• [To do]:
1. Output the portion of the outpatient payment article starting at "Coding accuracy and" and ending at "Prospective Payment System.", word for word.
2. Write the next section of the outpatient payment article, picking up right after its final sentence.

• [Supplied passage]:
----

An opportunity for health systems to improve outpatient reimbursement and medical staff relations
By Gary L. Lewins, CPA, FHFMA, CHE, for HealthLeaders

Coding accuracy and documentation will be the drivers of outpatient reimbursement for both healthcare facilities and physicians beginning Aug. 1 when HCFA implements the Outpatient Prospective Payment System.

While some health systems view the new payment system as a threat to their revenue stream, the change actually can result in an opportunity for both the systems and their medical staffs.

By teaming up with medical staff members to develop a Joint Charge Capture and Coding Improvement Program, medical facilities and physicians will be more likely to receive full and proper payment for all services they provide and will have reduced compliance exposure due to errors or overcoding.

In addition, both the facilities and doctors will have less professional liability exposure due to insufficient documentation and more accurate information for clinical decision-making.

Medicare and other payers are installing automated audit systems to check the consistency of charges and coding between facility and professional billing. Implementation of this program will reduce denied claims and compliance issues in this area.

Background of new payment system

The Outpatient Prospective Payment System (OPPS) consists of 659 Ambulatory Payment Classifications (APCs). Major services covered by OPPS include emergency services, surgery, radiology and cardiology. The common link between these services is that physician specialists provide them in a hospital.

----

Stored data entries:
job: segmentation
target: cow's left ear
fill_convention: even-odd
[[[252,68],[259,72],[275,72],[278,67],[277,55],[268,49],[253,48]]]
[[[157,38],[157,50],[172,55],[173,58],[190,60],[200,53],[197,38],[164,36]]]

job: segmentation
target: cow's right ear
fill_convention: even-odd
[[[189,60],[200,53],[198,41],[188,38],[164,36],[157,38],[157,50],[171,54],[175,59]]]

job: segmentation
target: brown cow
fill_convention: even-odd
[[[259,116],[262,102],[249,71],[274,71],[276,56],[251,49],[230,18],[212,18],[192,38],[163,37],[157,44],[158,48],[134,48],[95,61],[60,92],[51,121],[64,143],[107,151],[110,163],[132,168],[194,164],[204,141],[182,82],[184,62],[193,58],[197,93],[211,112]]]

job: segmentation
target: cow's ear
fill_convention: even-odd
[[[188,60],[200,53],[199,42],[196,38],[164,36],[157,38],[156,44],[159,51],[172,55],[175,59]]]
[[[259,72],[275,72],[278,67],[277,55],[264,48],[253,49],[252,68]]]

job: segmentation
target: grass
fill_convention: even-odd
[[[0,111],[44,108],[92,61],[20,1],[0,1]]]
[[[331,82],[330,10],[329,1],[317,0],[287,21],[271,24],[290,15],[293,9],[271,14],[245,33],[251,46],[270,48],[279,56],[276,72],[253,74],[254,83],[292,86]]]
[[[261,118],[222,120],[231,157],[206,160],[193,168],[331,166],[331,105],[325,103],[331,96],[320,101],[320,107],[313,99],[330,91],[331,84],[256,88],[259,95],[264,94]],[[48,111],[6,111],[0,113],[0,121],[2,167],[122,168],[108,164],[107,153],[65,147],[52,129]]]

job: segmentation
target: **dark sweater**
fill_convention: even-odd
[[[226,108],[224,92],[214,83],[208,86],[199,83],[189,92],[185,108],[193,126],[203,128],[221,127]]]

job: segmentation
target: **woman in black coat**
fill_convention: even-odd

----

• [Answers to each task]:
1.
Coding accuracy and documentation will be the drivers of outpatient reimbursement for both healthcare facilities and physicians beginning Aug. 1 when HCFA implements the Outpatient Prospective Payment System.

2.
Currently, for each occurrence of patient service, there are two separate billings for the same service: the health system bills a facility charge, while the physician bills a professional charge.

The facility is reimbursed based on costs or a fee schedule settled through the cost report at the end of the year. Physicians are paid based on the Resource Based Relative Value System (RBRVS). The physician practice bills the government using CPT-4 procedural code(s). Each CPT-4 code has an RBRVS payment rate for each service. There is no cost report filing or settlement for the physician.

To better understand the opportunity that exists with a Joint Charge Capture and Coding Improvement Program, it also helps to review the structure of codes. HCPCS codes have three levels:

Level I – CPT-4 procedure codes
Level II –National codes for supplies, injections and other miscellaneous items
Level III – Local codes

CPT-4 codes are the common link to both the OPPS and RBRVS payment systems.

Medicare and other payers are installing automated audit systems to check the consistency of charges and coding between facility and professional billing. Thus, a cooperative program between physicians and hospitals will reduce denied claims and compliance issues in this area.

Implementation steps

The implementation steps for a Joint Charge Capture and Coding Improvement Program are:

  1. A commitment by the health system and physicians to implement the improvement program
  2. Assessment the benefits and identification of areas for improvement
  3. Establishment of an improvement program in high impact areas
  4. Establishment of systems to coordinate the charge and coding information Auditing of the effectiveness of the program

Today most health systems and physician organizations are each performing these functions separately. Therefore, many of the steps can be done once and coordinated.

Step One can be initiated through the health system medical staff structure or a joint task force. Many health systems already have a team in place to address APC implementation issues.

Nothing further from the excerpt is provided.